_THE EXERCISE:_ Filter the rows below, keeping each line that contains the string "tree" and copying it unchanged.

(Stored items from a collection)
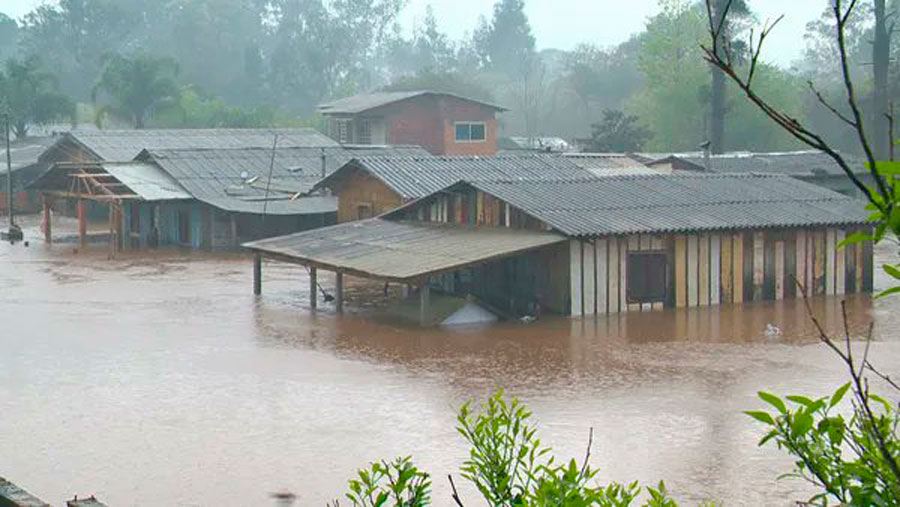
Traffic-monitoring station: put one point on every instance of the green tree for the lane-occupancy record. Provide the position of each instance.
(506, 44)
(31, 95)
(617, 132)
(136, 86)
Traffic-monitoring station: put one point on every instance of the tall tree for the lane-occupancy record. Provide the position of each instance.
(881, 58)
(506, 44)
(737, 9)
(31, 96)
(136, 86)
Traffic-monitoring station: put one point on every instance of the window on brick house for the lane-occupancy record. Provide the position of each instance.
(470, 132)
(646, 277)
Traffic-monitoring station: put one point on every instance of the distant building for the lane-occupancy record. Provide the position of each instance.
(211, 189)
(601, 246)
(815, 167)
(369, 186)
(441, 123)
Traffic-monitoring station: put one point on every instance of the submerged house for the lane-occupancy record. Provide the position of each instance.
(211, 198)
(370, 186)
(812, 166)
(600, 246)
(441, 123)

* * *

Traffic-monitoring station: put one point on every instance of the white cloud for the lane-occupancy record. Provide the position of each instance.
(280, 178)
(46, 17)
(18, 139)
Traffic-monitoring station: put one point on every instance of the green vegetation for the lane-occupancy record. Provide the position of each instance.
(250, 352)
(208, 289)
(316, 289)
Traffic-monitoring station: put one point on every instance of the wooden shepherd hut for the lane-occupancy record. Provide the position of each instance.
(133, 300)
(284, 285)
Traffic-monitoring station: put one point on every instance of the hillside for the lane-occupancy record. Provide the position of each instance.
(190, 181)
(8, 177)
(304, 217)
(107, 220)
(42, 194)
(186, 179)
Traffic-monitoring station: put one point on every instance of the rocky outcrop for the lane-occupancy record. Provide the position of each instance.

_COMPLETED EXERCISE:_
Traffic-monitoring station: put one point on every instance of the green tree for the lane-occupancy record. Provide the position of each instance.
Traffic-monitoring station: put one point on every instance of the tall tree for the lane-occupancy record. Provide the position of each instance.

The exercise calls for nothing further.